Problems:
a: Can you echo the KVM patch email word for word, starting with "On Tue, Dec" and going on through "insertions(+), 23 deletions(-)"?
b: How would you put this sentence from the KVM patch email into Spanish: "Make split_shadow_page_cache NUMA aware and allocate page table's pages during the split based on the underlying physical page's NUMA node."
:: Text section ::
Re: [Patch v3 8/9] KVM: x86/mmu: Make split_shadow_page_cache NUMA aware

[Vipin Sharma]

On Tue, Dec 27, 2022 at 11:43 AM Ben Gardon <bgardon@google.com> wrote:
>
> On Wed, Dec 21, 2022 at 6:35 PM Vipin Sharma <vipinsh@google.com> wrote:
> >
> > Make split_shadow_page_cache NUMA aware and allocate page table's pages
> > during the split based on the underlying physical page's NUMA node.
> >
> > Signed-off-by: Vipin Sharma <vipinsh@google.com>
> > ---
> >  arch/x86/include/asm/kvm_host.h |  2 +-
> >  arch/x86/kvm/mmu/mmu.c          | 50 ++++++++++++++++++---------------
> >  2 files changed, 29 insertions(+), 23 deletions(-)
> >
> > diff --git a/arch/x86/include/asm/kvm_host.h b/arch/x86/include/asm/kvm_host.h
> > index b1f319ad6f89..7b3f36ae37a4 100644
> > --- a/arch/x86/include/asm/kvm_host.h
> > +++ b/arch/x86/include/asm/kvm_host.h
> > @@ -1410,7 +1410,7 @@ struct kvm_arch {
> >          *
> >          * Protected by kvm->slots_lock.
> >          */
> > -       struct kvm_mmu_memory_cache split_shadow_page_cache;
> > +       struct kvm_mmu_memory_cache split_shadow_page_cache[MAX_NUMNODES];
> >         struct kvm_mmu_memory_cache split_page_header_cache;
> >
> >         /*
> > diff --git a/arch/x86/kvm/mmu/mmu.c b/arch/x86/kvm/mmu/mmu.c
> > index 511c6ef265ee..7454bfc49a51 100644
> > --- a/arch/x86/kvm/mmu/mmu.c
> > +++ b/arch/x86/kvm/mmu/mmu.c
> > @@ -6126,7 +6126,7 @@ static void kvm_mmu_invalidate_zap_pages_in_memslot(struct kvm *kvm,
> >  int kvm_mmu_init_vm(struct kvm *kvm)
:::
:: Data shown ::
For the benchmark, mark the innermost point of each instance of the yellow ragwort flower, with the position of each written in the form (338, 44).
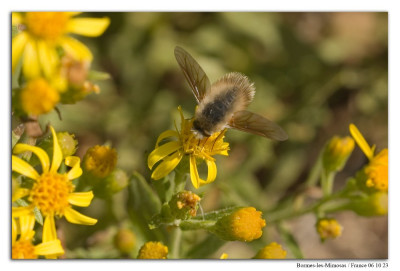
:::
Results in order:
a:
On Tue, Dec 27, 2022 at 11:43 AM Ben Gardon <bgardon@google.com> wrote:
>
> On Wed, Dec 21, 2022 at 6:35 PM Vipin Sharma <vipinsh@google.com> wrote:
> >
> > Make split_shadow_page_cache NUMA aware and allocate page table's pages
> > during the split based on the underlying physical page's NUMA node.
> >
> > Signed-off-by: Vipin Sharma <vipinsh@google.com>
> > ---
> >  arch/x86/include/asm/kvm_host.h |  2 +-
> >  arch/x86/kvm/mmu/mmu.c          | 50 ++++++++++++++++++---------------
> >  2 files changed, 29 insertions(+), 23 deletions(-)

b: Hacer que split_shadow_page_cache tenga en cuenta NUMA y asignar las páginas de la tabla de páginas durante la división según el nodo NUMA de la página física subyacente.